**Given instruction**
Write the text of the records below as a JSON list of strings, with one string per line and no blank lines. Leave the pictures out of the list.

☆ ☆ ☆ ☆

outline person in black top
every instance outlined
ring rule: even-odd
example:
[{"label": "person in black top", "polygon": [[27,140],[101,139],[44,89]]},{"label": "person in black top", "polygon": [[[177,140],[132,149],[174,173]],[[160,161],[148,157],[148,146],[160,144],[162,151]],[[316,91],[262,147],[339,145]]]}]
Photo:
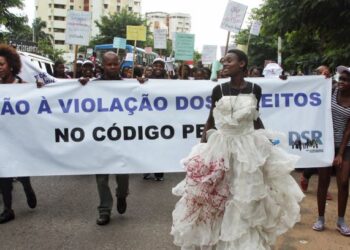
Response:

☆ ☆ ☆ ☆

**Response to this exercise**
[
  "outline person in black top",
  "every instance outlined",
  "ring rule: even-odd",
  "example:",
  "[{\"label\": \"person in black top\", \"polygon\": [[27,140],[101,139],[44,89]]},{\"label\": \"person in black top\", \"polygon\": [[[177,140],[132,149],[174,173]],[[160,161],[148,157],[148,146],[160,144],[162,151]],[[316,91],[262,147],[339,145]]]}]",
  "Photo:",
  "Response:"
]